*Problem to work on:*
Go through the material line by line and tally those containing the string "forklift". Only the tally is wanted.

*Data to examine:*
↓↓↓
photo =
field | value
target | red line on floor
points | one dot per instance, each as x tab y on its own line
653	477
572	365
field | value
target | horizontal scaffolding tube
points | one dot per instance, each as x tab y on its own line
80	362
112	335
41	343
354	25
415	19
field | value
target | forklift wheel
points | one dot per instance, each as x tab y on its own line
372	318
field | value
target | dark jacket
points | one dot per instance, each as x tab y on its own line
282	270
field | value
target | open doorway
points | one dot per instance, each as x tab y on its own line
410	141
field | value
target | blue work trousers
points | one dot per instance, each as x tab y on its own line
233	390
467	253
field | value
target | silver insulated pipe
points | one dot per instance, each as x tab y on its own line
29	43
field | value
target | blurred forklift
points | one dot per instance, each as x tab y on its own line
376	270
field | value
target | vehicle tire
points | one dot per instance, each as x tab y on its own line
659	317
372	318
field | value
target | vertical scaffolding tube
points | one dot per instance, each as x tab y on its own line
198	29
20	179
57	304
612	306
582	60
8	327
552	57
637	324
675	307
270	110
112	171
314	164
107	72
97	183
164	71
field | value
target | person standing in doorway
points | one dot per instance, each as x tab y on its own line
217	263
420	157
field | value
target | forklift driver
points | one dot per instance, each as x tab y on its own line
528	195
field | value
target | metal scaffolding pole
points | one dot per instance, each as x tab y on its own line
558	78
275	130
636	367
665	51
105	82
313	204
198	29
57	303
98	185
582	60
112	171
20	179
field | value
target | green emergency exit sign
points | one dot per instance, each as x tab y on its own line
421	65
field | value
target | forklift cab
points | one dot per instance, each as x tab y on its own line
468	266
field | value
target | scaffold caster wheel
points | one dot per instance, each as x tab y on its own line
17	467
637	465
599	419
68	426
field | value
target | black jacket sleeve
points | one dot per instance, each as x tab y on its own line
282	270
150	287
↑↑↑
*Completed exercise:*
4